> **Given exercise 1**:
Decide whether each statement agrees with the message. Answer yes or no for each, and quote the words from the message that settle it.
(a) The writer still plans to finish by a 2 p.m. appointment.
(b) The writer considers a response of about 2,000 words.
(c) The writer believes the format meets its stated goals well.
> **Given exercise 2**:
According to the message, where might the writer post the longer response?
> **Given exercise 3**:
Update the message from "sorry to hold" to "don’t take donations?)", and put "Nice work" in place of "Good job".

> **Extracted text**:

· · · ·

1) Are you running our responses verbatim in a box that is like a collection of “Q&As”, or are you using our answers to re-write your own summations in the third person?
2) Can we answer with links? i.e. I would like to reference things I’ve already written on these topic, or link to youtube videos I’ve seen that address these issues…
Mark
I am still planning to finish this by my 2 p.m. appointment at your office, but my inclination is to respond more generally (as opposed to gennady-ishly) and fully with something more like 2,000 words that put questions 10and 7 at the top and 1 and 2 at the bottom — I may do that and post on my own site, which you could link to or read for reference…my answers to all 10 questions fall under a general and consistent way of looking at things that is hard to establish in this format — I don’t think your format meets its self-stated “goals” too well…
I kinda bristle at the attempts at advertency and reducing this all down, and then to call it “fairness” and “balance”.
sorry to hold you up, ‘though…my bad.
And they call this “railing”, or “declining”. Good job in getting five of six to in essence work for you! (Or is it a donation of space, and I don’t take donations?)

· · · ·

Part of a data file

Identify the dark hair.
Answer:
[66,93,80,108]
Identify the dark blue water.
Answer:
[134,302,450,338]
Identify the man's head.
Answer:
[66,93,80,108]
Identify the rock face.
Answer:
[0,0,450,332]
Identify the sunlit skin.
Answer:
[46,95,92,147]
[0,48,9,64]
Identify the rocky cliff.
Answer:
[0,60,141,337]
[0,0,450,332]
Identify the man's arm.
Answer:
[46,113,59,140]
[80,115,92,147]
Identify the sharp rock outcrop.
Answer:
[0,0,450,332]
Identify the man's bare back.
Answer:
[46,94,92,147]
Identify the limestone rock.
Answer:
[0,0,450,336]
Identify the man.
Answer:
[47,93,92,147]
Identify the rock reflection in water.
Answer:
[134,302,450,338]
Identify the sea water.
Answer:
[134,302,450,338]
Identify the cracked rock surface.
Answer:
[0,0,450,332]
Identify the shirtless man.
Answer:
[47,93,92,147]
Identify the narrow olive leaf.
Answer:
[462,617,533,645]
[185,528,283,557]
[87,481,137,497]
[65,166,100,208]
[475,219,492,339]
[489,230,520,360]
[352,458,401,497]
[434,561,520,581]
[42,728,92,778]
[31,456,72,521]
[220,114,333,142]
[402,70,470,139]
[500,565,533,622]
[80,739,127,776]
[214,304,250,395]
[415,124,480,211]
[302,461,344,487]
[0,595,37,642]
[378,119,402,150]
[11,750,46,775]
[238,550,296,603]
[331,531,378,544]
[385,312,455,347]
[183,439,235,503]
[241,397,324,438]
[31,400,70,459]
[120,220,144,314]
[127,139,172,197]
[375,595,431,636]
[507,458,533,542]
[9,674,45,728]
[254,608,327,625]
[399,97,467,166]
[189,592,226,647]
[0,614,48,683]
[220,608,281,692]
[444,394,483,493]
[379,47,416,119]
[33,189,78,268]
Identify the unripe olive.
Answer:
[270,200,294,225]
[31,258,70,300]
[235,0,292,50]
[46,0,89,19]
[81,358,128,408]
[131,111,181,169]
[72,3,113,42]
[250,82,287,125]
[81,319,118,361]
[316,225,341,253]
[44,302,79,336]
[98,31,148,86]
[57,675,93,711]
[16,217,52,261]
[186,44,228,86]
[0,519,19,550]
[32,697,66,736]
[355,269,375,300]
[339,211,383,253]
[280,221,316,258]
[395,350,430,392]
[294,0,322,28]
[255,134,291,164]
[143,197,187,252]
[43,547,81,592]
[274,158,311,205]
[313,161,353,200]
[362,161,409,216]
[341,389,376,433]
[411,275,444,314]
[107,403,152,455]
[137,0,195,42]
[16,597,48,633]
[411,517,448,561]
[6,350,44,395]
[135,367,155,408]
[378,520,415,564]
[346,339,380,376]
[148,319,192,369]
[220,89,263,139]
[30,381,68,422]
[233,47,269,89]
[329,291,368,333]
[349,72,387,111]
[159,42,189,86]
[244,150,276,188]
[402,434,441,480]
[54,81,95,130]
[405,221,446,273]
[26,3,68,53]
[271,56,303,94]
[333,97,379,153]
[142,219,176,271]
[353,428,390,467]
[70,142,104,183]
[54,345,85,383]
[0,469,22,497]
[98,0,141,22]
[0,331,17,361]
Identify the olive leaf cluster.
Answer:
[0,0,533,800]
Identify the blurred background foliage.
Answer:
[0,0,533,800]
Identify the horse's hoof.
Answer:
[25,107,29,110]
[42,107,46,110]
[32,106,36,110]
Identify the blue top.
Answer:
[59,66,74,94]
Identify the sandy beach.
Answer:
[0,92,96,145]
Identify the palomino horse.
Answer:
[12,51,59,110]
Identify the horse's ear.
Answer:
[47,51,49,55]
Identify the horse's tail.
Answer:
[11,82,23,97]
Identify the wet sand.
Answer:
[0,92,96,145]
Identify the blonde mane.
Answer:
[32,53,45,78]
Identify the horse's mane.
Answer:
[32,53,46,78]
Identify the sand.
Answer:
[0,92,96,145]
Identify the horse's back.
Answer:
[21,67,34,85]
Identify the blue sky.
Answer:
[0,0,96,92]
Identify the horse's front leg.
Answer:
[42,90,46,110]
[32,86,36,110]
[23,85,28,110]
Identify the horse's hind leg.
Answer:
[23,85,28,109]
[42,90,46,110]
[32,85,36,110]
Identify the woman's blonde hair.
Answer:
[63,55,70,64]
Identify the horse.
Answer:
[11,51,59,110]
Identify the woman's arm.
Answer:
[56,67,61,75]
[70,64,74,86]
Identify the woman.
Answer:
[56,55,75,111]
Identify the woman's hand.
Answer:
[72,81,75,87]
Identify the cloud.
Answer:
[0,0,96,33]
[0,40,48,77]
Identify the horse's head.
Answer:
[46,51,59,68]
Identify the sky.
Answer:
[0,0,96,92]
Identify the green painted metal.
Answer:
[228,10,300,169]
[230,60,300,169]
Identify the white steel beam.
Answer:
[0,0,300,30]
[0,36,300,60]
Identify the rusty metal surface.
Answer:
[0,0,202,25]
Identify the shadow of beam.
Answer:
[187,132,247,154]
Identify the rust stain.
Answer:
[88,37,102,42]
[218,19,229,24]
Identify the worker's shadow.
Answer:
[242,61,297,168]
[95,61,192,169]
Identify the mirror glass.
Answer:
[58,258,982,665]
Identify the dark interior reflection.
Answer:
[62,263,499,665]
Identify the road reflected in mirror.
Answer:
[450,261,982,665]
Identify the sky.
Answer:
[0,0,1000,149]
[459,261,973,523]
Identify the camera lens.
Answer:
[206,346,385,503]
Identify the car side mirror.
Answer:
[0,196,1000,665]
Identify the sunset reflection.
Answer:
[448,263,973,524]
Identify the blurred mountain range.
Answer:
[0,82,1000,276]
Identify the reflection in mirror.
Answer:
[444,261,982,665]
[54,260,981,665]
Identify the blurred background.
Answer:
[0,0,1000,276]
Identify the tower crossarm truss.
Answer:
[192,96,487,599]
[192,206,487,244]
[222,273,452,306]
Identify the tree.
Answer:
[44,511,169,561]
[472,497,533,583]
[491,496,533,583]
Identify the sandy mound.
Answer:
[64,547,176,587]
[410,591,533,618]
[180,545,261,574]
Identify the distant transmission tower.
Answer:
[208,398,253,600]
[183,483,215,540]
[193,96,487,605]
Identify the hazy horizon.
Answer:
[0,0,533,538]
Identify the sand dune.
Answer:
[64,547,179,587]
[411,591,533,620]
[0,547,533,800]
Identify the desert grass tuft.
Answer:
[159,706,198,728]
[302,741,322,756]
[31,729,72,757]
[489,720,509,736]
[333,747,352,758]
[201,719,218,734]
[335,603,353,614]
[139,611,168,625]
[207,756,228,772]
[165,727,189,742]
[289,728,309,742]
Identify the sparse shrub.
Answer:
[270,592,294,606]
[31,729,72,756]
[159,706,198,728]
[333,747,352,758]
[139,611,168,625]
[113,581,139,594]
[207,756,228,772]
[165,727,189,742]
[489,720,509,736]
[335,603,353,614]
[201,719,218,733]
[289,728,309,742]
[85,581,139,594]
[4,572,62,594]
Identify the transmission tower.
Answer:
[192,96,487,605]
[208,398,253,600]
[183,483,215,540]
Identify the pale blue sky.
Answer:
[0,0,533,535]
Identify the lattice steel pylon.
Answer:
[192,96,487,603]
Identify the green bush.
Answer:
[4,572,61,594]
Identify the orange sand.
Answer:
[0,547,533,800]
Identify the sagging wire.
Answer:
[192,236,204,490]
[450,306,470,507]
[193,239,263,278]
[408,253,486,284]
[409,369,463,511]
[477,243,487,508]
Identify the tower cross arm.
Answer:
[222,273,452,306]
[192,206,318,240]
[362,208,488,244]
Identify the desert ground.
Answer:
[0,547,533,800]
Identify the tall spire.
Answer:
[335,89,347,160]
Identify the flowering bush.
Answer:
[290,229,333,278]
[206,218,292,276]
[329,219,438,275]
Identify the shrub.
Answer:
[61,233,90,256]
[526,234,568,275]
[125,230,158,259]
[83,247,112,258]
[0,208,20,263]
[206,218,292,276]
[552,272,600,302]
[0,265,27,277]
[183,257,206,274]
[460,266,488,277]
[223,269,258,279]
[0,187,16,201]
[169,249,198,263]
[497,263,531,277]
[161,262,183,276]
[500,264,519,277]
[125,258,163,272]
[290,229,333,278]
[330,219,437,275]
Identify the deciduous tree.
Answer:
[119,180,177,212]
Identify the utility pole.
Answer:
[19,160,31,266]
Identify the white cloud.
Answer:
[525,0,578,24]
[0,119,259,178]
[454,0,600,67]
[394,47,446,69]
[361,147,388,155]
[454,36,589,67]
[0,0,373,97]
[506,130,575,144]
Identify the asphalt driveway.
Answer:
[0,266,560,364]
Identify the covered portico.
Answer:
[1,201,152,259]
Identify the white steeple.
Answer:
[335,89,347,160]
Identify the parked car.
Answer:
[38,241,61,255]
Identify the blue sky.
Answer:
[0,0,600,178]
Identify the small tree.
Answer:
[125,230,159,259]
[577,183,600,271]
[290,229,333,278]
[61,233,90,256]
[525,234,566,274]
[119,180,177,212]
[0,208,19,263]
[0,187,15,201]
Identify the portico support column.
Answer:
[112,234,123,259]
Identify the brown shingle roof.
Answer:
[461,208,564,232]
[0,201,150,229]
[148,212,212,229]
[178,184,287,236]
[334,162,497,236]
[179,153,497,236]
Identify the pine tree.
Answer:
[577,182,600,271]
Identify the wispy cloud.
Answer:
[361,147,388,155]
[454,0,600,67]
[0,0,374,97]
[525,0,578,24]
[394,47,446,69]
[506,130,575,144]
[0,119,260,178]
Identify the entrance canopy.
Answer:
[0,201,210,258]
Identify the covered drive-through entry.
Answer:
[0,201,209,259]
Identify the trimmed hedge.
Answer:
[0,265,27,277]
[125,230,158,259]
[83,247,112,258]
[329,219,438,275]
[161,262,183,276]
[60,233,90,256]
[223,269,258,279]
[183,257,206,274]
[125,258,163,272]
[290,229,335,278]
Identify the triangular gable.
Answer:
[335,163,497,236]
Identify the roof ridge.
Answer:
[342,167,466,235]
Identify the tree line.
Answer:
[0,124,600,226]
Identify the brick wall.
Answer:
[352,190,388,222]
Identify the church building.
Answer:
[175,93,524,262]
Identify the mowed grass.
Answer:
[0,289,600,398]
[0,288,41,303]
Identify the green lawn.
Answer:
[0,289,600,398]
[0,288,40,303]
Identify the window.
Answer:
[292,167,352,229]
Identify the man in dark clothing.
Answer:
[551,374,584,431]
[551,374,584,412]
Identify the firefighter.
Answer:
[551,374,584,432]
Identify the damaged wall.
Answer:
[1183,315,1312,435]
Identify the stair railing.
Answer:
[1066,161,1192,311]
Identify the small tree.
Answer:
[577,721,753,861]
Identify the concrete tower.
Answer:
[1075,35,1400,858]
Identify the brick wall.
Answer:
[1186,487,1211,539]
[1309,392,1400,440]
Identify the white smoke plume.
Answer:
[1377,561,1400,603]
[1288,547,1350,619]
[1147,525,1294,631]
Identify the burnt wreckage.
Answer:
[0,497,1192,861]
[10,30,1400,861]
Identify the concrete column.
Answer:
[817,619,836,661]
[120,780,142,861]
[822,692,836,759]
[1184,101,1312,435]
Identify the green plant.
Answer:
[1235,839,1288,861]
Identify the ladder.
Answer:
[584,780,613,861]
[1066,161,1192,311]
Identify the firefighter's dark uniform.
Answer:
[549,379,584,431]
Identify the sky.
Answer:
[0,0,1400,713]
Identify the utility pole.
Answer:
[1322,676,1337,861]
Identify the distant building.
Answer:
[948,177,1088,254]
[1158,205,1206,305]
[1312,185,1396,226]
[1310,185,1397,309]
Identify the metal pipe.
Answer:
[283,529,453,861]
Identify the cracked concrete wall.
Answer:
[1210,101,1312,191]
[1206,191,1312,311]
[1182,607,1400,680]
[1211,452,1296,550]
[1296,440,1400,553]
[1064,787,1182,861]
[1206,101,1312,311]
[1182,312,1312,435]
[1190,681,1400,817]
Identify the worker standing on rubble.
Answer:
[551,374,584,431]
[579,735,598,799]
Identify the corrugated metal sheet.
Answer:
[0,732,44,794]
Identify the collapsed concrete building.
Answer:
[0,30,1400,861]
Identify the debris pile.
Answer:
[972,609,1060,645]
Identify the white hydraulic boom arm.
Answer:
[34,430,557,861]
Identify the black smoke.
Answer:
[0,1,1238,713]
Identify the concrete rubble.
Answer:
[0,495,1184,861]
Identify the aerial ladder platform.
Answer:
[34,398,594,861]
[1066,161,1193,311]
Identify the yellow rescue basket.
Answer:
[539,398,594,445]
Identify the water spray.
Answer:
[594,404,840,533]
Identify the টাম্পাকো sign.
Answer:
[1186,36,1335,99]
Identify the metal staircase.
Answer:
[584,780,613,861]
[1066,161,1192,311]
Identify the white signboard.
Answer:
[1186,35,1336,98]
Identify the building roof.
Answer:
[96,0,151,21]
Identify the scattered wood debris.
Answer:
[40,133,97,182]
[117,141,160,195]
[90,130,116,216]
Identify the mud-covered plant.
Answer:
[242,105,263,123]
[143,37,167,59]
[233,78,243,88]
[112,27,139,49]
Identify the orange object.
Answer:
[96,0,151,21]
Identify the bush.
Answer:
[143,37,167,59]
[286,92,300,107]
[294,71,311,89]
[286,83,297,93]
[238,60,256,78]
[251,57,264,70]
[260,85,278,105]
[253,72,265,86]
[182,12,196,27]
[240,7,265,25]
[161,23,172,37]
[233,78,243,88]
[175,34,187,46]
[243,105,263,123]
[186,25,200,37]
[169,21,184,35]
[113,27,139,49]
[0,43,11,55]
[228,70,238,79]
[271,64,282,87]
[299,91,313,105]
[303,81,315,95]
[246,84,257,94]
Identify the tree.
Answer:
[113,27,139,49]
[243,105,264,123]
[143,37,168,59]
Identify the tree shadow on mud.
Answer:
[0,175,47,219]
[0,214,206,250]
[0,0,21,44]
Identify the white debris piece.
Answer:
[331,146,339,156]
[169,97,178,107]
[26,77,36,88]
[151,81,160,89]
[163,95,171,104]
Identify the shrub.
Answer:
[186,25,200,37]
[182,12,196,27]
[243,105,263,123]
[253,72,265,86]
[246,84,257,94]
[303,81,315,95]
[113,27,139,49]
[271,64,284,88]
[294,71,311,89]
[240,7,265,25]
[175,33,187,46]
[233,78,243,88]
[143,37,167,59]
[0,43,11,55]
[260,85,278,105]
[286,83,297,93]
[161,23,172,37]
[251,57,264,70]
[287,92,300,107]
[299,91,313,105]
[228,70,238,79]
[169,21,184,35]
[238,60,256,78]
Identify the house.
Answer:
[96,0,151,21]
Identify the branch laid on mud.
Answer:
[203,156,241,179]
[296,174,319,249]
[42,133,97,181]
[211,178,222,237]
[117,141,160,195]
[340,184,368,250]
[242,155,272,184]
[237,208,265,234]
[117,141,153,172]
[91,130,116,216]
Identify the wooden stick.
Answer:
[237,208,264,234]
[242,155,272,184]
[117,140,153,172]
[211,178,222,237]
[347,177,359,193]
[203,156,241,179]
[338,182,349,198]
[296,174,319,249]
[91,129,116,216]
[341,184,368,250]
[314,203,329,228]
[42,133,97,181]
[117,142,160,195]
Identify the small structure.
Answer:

· · · ·

> **Result 1**:
(a) Yes: "I am still planning to finish this by my 2 p.m. appointment at your office"
(b) Yes: "something more like 2,000 words"
(c) No: "I don’t think your format meets its self-stated “goals” too well"

> **Result 2**:
On the writer's own site.

> **Result 3**:
sorry to hold you up, ‘though…my bad.
And they call this “railing”, or “declining”. Nice work in getting five of six to in essence work for you! (Or is it a donation of space, and I don’t take donations?)